• **Stated exercise**
How many lines in the rows below contain the string "board"? Reply with the number alone.

╭─ Records for this exercise

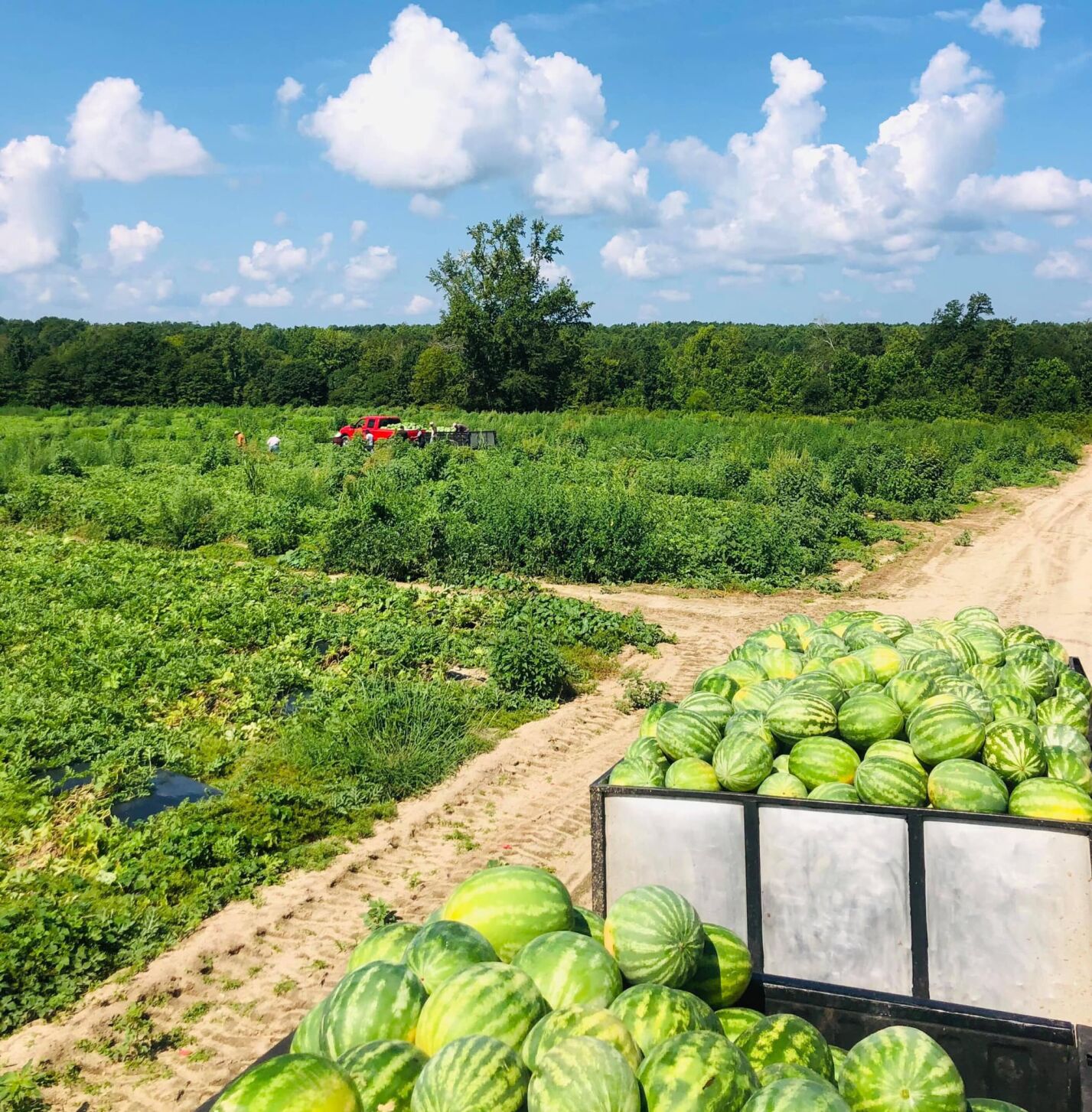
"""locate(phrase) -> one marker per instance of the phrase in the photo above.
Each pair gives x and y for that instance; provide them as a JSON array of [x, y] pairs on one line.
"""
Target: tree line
[[510, 339]]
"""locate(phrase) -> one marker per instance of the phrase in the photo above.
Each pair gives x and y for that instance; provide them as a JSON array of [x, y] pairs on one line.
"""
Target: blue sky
[[768, 161]]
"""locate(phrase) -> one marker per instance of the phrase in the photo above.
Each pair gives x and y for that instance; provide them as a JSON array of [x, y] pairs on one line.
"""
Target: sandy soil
[[252, 971]]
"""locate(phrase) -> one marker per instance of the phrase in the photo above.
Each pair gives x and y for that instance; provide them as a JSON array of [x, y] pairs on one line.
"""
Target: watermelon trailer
[[895, 809]]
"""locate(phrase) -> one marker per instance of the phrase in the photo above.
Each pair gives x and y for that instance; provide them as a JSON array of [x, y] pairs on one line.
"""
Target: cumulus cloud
[[1022, 24], [112, 137], [431, 113], [289, 91], [130, 246]]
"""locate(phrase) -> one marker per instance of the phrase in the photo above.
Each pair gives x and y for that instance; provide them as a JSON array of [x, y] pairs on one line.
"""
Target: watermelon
[[901, 1070], [471, 1074], [742, 764], [941, 733], [682, 734], [380, 999], [653, 1013], [444, 949], [292, 1083], [510, 905], [384, 1073], [654, 935], [699, 1071], [890, 783], [800, 714], [692, 774], [823, 761], [1055, 800], [1013, 750], [967, 785], [783, 784], [836, 793], [868, 719], [575, 1023], [571, 970], [487, 999], [908, 689], [637, 772], [734, 1021], [787, 1039], [587, 923], [723, 969], [583, 1074], [797, 1094], [385, 943]]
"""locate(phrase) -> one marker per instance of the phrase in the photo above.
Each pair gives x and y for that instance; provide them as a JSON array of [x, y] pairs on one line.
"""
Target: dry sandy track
[[258, 967]]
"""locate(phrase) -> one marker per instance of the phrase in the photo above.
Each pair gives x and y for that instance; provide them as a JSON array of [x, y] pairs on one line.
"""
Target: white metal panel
[[694, 847], [1010, 918], [836, 898]]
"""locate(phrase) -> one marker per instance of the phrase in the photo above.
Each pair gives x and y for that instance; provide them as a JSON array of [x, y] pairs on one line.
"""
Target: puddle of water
[[168, 790]]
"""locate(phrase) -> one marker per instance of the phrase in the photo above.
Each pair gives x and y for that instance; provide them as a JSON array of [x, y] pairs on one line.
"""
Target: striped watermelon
[[908, 689], [901, 1070], [699, 1071], [868, 719], [800, 714], [471, 1074], [787, 1039], [942, 733], [836, 793], [292, 1083], [784, 785], [653, 1013], [488, 999], [380, 999], [575, 1023], [723, 969], [682, 734], [444, 949], [583, 1075], [823, 761], [890, 783], [510, 905], [571, 970], [384, 1073], [797, 1094], [587, 923], [734, 1021], [385, 943], [654, 935], [967, 785], [692, 774], [743, 764], [1055, 800], [1013, 750]]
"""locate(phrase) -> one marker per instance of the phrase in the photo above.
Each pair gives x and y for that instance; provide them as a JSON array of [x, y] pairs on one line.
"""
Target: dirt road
[[248, 974]]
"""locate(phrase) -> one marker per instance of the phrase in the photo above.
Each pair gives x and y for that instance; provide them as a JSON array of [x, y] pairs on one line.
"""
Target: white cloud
[[272, 262], [431, 113], [422, 205], [289, 91], [1022, 24], [1062, 265], [372, 265], [130, 246], [38, 205], [112, 137], [274, 298], [218, 298], [417, 305]]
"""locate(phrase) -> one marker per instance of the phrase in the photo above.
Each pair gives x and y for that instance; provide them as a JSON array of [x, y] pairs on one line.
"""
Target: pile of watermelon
[[865, 707], [510, 998]]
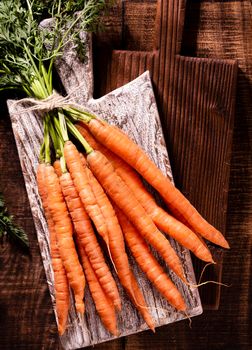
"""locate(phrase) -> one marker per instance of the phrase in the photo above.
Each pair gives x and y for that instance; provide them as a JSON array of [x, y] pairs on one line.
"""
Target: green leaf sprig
[[9, 228]]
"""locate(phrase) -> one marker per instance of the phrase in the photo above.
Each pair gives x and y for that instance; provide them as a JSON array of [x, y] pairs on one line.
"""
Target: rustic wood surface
[[195, 97], [219, 29], [125, 108]]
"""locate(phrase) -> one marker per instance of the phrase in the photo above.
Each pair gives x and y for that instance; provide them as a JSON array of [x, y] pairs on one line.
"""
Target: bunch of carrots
[[96, 188], [93, 185]]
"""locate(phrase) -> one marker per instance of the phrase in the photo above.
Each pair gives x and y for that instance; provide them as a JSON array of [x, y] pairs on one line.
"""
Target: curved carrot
[[149, 264], [118, 142], [117, 249], [86, 237], [80, 180], [64, 232], [126, 201], [103, 304], [60, 279], [82, 176], [140, 304], [160, 217]]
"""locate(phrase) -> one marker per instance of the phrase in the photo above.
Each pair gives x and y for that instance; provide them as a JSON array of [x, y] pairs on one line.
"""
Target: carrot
[[126, 201], [64, 232], [118, 142], [117, 249], [82, 177], [149, 264], [140, 304], [81, 183], [165, 222], [60, 278], [86, 237], [103, 304]]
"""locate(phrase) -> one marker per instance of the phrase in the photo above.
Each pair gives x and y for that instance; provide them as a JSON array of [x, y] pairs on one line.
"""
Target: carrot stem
[[47, 144], [63, 126], [75, 132]]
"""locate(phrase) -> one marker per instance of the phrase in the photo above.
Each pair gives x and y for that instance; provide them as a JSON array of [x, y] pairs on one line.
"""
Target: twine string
[[54, 101]]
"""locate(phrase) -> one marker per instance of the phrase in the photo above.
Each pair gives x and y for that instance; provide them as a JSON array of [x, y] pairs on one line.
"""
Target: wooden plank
[[124, 107], [216, 28], [195, 97]]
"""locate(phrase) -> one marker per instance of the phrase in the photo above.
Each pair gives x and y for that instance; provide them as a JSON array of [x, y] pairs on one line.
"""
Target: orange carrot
[[140, 304], [117, 249], [160, 217], [149, 264], [86, 237], [103, 304], [118, 142], [126, 201], [64, 232], [60, 278], [81, 183], [83, 178]]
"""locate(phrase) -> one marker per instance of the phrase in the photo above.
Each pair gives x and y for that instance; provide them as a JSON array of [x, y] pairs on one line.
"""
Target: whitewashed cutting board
[[133, 108]]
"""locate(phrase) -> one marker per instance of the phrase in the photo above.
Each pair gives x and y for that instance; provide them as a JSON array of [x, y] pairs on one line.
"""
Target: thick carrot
[[81, 182], [126, 201], [117, 249], [118, 142], [64, 232], [114, 234], [86, 237], [160, 217], [60, 279], [103, 304], [149, 264]]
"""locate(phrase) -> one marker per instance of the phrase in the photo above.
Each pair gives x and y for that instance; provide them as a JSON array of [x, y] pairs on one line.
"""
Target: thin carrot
[[149, 264], [140, 304], [126, 201], [64, 231], [165, 222], [103, 304], [86, 236], [117, 249], [82, 178], [81, 182], [60, 278], [118, 142]]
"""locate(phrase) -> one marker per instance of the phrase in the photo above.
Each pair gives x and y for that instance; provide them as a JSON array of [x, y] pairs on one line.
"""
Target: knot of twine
[[54, 101]]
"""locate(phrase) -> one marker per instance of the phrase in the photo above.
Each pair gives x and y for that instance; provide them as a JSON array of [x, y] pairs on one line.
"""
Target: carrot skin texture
[[114, 236], [81, 182], [118, 142], [60, 279], [165, 222], [87, 239], [117, 249], [64, 231], [126, 201], [149, 264], [104, 307]]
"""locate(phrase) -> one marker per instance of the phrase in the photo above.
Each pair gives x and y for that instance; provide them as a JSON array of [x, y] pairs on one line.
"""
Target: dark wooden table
[[218, 29]]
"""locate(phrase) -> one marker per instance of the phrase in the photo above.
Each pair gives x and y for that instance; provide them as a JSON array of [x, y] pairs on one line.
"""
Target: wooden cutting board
[[195, 98], [133, 108]]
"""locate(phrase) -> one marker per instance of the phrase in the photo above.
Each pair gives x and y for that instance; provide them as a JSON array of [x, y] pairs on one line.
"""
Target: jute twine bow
[[54, 101]]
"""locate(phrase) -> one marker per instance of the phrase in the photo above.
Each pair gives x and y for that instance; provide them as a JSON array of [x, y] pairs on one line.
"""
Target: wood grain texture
[[195, 97], [219, 29], [124, 107]]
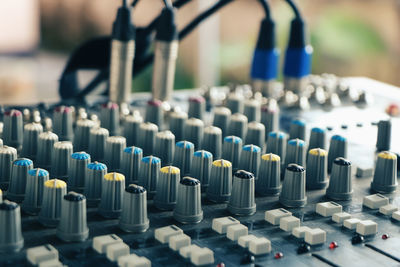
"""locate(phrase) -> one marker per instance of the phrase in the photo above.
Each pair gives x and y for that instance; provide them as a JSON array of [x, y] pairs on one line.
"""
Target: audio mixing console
[[220, 177]]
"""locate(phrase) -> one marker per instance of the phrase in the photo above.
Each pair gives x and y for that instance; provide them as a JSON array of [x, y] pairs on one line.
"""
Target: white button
[[178, 241], [235, 231], [367, 227], [351, 223], [388, 209], [117, 250], [274, 216], [202, 256], [220, 225], [100, 243], [315, 236], [328, 208], [259, 246], [40, 254], [164, 233], [187, 251], [340, 217], [300, 232], [288, 223], [244, 240], [375, 201]]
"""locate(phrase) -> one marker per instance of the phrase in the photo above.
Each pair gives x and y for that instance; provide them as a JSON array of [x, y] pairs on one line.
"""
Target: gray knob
[[45, 149], [11, 239], [269, 177], [270, 116], [201, 167], [19, 173], [73, 224], [340, 187], [183, 156], [194, 131], [77, 171], [131, 158], [131, 128], [30, 141], [385, 176], [95, 172], [155, 113], [231, 150], [242, 200], [82, 134], [112, 188], [63, 122], [212, 141], [220, 183], [115, 145], [7, 156], [250, 159], [62, 151], [337, 148], [188, 203], [197, 107], [148, 174], [296, 152], [235, 103], [147, 138], [317, 138], [384, 135], [167, 187], [294, 187], [13, 128], [298, 129], [238, 125], [53, 192], [317, 169], [134, 210], [34, 190], [109, 117], [252, 110], [165, 147], [255, 134], [97, 143], [177, 121]]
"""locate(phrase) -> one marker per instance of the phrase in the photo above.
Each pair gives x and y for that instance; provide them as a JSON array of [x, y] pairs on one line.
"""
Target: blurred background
[[350, 38]]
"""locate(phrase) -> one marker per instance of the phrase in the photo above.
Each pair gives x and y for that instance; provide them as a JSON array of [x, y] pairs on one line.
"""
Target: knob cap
[[77, 171], [183, 156], [165, 147], [385, 176], [294, 187], [337, 148], [34, 190], [340, 187], [19, 173], [317, 169], [149, 172], [131, 158], [220, 184], [73, 225], [201, 167], [167, 187], [134, 210], [242, 200], [269, 177], [188, 203], [95, 172], [213, 141], [112, 188], [11, 239], [53, 192]]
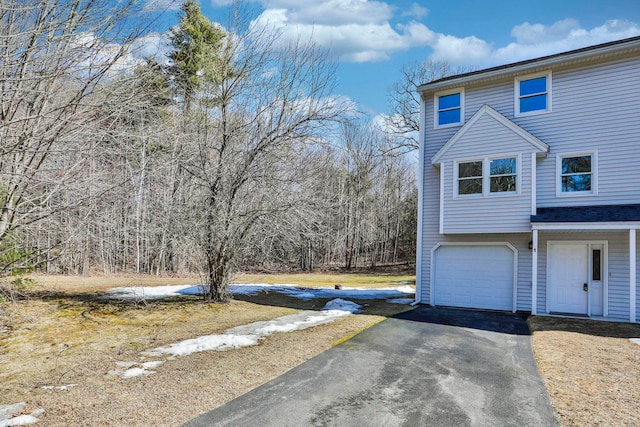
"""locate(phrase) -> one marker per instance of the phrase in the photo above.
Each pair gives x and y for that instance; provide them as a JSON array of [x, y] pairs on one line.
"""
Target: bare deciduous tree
[[53, 55], [403, 119], [268, 100]]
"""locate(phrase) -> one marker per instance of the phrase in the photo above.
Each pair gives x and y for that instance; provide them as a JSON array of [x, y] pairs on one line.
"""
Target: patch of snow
[[136, 372], [151, 292], [58, 387], [204, 343], [126, 365], [290, 323], [152, 364], [343, 305], [238, 337], [21, 420], [7, 412], [401, 300]]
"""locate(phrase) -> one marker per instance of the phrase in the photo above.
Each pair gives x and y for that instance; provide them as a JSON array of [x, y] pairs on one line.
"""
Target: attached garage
[[474, 276]]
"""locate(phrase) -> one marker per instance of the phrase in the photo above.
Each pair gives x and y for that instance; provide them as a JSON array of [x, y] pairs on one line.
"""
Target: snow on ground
[[7, 413], [401, 300], [58, 387], [238, 337], [149, 292]]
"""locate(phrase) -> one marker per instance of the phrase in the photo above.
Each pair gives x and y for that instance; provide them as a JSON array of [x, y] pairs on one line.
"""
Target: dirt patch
[[67, 337], [590, 370]]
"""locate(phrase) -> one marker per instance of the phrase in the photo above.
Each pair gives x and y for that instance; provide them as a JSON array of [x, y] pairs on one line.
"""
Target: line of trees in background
[[235, 155]]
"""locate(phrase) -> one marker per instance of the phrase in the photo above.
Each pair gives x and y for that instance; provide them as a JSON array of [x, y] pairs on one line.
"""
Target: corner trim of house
[[419, 236]]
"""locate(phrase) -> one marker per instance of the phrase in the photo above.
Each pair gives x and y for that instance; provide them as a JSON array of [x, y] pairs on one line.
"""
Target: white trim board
[[590, 226], [540, 146]]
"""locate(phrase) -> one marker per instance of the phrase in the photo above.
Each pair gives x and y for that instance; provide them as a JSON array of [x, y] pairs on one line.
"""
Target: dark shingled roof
[[530, 61], [602, 213]]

╰─

• **Output of the task**
3